(Dataset entries)
--------
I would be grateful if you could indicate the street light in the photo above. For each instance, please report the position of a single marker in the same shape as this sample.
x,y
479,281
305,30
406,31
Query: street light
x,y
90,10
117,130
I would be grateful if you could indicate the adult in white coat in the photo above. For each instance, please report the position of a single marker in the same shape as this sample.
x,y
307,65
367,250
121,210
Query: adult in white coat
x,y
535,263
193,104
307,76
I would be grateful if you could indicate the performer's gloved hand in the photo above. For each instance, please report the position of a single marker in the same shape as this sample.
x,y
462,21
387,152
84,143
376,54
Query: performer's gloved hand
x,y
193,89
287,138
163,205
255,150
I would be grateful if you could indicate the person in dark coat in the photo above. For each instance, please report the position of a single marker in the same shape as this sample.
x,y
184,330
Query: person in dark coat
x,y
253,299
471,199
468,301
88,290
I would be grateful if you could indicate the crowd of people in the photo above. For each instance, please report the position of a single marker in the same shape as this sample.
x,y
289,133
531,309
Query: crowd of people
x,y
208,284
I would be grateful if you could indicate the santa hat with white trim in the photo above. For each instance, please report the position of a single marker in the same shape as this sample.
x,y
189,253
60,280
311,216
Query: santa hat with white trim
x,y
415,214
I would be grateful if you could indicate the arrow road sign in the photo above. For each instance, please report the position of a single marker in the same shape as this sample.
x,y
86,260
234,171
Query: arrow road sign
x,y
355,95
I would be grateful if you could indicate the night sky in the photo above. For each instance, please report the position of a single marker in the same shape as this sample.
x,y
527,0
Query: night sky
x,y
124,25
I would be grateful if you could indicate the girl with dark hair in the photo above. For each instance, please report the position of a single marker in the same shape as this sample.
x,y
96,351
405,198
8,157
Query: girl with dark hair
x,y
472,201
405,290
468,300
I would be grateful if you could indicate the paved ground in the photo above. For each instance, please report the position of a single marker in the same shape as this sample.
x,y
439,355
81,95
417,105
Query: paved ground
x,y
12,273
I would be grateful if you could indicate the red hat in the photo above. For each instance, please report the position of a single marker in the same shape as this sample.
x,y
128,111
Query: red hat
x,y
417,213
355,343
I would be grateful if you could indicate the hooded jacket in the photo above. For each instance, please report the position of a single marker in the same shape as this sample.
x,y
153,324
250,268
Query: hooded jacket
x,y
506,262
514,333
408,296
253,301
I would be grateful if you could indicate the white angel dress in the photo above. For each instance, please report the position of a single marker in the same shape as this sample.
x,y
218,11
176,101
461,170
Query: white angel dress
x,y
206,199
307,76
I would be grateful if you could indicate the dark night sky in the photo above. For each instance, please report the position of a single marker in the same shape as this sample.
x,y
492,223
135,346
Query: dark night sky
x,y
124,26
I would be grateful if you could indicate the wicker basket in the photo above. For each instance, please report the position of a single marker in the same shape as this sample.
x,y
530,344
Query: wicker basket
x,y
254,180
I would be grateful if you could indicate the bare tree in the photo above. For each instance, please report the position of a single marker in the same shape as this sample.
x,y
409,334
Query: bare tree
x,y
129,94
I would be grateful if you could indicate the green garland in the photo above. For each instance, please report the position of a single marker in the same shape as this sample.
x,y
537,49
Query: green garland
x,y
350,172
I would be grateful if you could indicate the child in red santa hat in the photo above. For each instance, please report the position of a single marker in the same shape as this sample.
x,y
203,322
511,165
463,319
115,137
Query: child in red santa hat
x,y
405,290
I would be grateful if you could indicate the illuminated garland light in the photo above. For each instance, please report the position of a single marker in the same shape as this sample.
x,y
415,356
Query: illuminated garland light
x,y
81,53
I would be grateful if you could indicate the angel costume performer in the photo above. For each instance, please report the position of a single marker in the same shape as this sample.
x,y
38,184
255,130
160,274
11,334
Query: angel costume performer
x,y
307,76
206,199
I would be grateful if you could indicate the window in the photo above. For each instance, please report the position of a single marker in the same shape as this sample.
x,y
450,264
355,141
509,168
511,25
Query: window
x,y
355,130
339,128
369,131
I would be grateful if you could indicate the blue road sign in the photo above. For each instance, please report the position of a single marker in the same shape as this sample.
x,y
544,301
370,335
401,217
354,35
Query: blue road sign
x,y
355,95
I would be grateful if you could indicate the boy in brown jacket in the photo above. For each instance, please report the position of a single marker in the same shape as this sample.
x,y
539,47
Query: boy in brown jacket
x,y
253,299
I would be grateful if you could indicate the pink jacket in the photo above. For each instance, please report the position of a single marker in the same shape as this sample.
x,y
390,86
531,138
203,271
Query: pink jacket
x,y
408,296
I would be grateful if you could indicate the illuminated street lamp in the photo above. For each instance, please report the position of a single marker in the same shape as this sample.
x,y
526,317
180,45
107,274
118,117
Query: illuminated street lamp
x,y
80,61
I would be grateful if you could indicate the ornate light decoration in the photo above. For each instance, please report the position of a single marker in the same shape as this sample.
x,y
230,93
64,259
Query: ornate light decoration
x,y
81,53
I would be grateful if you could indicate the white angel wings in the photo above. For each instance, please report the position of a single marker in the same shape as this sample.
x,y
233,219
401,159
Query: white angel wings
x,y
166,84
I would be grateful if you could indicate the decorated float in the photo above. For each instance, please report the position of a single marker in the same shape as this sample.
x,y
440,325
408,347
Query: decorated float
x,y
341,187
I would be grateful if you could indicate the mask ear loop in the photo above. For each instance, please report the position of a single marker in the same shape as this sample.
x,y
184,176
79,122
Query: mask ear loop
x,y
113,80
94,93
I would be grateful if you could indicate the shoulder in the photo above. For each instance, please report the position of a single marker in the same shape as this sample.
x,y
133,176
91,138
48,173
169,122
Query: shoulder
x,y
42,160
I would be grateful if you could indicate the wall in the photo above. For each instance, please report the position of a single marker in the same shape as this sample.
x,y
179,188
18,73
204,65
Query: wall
--------
Assignment: Collect the complete line wherever the string "wall" appears in the records.

Response area:
I would be grateful if you could indicate the wall in the photo above. For each instance, please report the position of a single marker in the same shape as this sample.
Query: wall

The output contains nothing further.